Is Yoga Religious?

Is yoga religious? The answer to this common question is more complex than you may think…

There seems to be a misconception among some in the Western world that you have to belong to a specific religion or spiritual tradition to practice yoga. Is yoga religious? To answer this question, we need to take a deeper look at the history of yogic tradition and practice.

While it is true that researching the origins of yoga leads us to understand that it was created as a spiritual practice with the goal of achieving a “union with the absolute,” this does not necessarily mean that you have to embrace a particular religion. Instead, if you would like to benefit from yoga as a spiritual practice, you can view yoga as a gateway that helps you tap into the higher power that most resonates with you. (If you are a Christian, for example, your “absolute” would be God.)

Since the early 1960s in the US and other countries of the Western world, when yoga started to be practiced for health benefits, the lines have been blurred between the religious and physical aspects of this ancient mystic practice. And in the 1980s, Hatha yoga became exponentially popular in the United States, practiced in YMCAs, Christian churches, physical therapy clinics, and nonreligious yoga-specific training centers alike.

The fact that yoga was first created as an Eastern form of thought and philosophy in no way detracts from the physical benefits it delivers. Many Western proponents of yoga will argue that it is not religious. And in the bestselling “Meditations from the Mat” the author claims that there is nothing in the ancient yoga texts that eliminates the practice by any particular religion.

▶ _Your task_
List every kind of place where, according to the passage on whether yoga is religious, Hatha yoga was practiced in the United States in the 1980s. The lines that follow come from a different source than the passage on whether yoga is religious.

▶ _Data for review_
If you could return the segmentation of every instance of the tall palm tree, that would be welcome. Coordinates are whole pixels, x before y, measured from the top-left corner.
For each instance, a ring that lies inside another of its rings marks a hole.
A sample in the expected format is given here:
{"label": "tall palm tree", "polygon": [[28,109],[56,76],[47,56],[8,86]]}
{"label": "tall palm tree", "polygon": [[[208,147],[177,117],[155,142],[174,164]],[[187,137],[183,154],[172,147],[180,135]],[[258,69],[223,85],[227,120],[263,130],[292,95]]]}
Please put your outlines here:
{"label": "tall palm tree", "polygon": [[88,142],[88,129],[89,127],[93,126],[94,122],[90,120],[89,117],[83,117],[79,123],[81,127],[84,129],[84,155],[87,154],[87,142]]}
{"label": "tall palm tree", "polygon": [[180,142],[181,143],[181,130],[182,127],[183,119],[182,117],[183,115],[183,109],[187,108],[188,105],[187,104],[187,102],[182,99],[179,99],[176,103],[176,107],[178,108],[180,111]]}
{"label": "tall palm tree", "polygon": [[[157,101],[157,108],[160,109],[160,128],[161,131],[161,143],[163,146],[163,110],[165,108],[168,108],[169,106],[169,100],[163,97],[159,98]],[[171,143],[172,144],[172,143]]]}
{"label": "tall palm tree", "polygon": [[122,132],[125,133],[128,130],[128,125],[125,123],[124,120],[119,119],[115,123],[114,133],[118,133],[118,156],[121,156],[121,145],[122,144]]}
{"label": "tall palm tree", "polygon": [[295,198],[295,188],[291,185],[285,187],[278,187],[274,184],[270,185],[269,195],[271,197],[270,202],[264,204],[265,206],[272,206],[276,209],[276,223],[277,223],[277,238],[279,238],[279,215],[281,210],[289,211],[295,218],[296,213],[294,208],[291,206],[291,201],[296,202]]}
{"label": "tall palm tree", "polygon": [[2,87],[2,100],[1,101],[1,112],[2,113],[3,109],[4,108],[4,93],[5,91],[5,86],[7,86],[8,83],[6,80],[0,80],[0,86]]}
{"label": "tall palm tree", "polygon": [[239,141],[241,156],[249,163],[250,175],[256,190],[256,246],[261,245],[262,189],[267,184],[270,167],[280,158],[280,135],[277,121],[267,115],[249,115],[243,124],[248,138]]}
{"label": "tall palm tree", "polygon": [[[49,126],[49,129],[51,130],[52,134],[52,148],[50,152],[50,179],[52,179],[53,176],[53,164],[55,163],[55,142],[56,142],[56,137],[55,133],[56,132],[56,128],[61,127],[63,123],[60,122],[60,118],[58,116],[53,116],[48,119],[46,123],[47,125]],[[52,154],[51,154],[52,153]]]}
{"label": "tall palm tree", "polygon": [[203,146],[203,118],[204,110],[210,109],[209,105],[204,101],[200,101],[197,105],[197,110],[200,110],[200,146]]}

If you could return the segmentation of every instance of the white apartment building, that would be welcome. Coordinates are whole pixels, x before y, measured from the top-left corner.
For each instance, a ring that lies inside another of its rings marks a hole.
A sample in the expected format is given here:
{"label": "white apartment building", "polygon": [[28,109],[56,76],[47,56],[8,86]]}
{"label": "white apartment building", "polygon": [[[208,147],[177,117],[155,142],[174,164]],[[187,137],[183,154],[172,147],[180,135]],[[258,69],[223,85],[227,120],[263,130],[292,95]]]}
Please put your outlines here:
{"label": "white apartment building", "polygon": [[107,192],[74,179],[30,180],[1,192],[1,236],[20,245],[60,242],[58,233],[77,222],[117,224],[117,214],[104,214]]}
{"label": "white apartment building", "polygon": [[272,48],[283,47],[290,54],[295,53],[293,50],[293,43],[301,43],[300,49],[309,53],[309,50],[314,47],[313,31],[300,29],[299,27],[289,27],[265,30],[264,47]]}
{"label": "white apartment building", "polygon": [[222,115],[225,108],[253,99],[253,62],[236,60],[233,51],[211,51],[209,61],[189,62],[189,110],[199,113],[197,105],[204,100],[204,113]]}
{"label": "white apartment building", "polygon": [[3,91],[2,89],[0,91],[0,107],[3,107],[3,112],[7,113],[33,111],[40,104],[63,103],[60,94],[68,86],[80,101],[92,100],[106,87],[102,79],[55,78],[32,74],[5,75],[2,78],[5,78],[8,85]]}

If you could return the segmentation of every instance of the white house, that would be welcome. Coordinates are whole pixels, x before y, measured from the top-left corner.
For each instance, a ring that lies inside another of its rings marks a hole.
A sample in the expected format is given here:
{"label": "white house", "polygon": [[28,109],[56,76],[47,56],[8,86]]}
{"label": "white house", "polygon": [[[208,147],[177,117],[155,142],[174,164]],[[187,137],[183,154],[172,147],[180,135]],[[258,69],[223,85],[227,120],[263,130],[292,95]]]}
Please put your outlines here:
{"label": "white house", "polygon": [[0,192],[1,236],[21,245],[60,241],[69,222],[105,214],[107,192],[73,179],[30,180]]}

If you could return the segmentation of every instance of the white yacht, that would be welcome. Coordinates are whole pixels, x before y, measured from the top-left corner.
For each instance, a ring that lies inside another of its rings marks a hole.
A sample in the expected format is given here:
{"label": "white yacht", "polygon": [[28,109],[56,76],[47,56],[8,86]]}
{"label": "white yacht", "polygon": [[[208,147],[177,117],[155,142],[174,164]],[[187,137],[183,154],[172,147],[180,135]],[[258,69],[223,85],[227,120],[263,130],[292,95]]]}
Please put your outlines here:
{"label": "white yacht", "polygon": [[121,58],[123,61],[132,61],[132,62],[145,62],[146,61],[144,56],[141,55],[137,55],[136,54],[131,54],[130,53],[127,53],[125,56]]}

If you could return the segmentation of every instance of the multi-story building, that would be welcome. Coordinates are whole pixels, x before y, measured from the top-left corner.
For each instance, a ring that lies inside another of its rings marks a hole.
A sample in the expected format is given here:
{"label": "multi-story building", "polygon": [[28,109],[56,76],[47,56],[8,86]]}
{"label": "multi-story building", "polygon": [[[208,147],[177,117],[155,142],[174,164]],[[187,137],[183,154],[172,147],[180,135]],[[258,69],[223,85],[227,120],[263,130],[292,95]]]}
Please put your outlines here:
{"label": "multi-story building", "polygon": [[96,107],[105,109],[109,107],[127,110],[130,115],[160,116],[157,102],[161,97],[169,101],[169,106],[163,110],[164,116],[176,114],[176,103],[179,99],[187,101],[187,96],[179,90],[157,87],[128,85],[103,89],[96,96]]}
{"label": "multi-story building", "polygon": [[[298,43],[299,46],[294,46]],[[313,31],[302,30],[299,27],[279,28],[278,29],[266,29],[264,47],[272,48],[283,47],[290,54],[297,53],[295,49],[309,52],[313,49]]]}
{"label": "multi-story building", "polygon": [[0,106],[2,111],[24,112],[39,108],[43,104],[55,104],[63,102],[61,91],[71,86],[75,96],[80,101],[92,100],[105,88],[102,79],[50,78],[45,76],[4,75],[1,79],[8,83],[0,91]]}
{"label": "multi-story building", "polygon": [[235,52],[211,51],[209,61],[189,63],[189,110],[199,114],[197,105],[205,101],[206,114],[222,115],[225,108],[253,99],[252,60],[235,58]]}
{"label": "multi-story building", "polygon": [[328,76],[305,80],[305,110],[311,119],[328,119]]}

▶ _Expected output_
- YMCAs
- Christian churches
- physical therapy clinics
- nonreligious yoga-specific training centers